### RECORD SET
—————

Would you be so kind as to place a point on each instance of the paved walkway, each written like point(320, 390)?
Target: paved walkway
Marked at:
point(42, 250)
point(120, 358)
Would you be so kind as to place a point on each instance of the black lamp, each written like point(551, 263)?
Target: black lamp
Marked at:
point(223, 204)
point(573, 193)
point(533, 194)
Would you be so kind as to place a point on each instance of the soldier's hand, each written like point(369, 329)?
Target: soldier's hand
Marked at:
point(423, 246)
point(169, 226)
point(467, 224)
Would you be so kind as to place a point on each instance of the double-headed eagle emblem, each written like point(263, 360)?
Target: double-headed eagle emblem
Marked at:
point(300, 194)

—————

### TASK INSTRUCTIONS
Could you reproduce every one of the entries above word for word, without changing anything?

### COMPLETED TASK
Would you be so kind as to place a point on each instance of the paved walkway, each written like point(320, 390)?
Target: paved walkway
Marked at:
point(42, 250)
point(120, 358)
Would you be so kind as to place a point on each instance of the black lamp, each written like point(551, 263)?
Target: black lamp
Marked at:
point(223, 204)
point(573, 193)
point(533, 194)
Would you be so kind as to place a point on each instance of the soldier's hand, each written like point(369, 329)?
Target: soldier's hand
Marked at:
point(423, 246)
point(169, 226)
point(467, 224)
Would you be so kind as to place a point on each instance of the double-headed eagle emblem, each written like point(263, 360)?
Target: double-headed eagle emblem
Marked at:
point(300, 194)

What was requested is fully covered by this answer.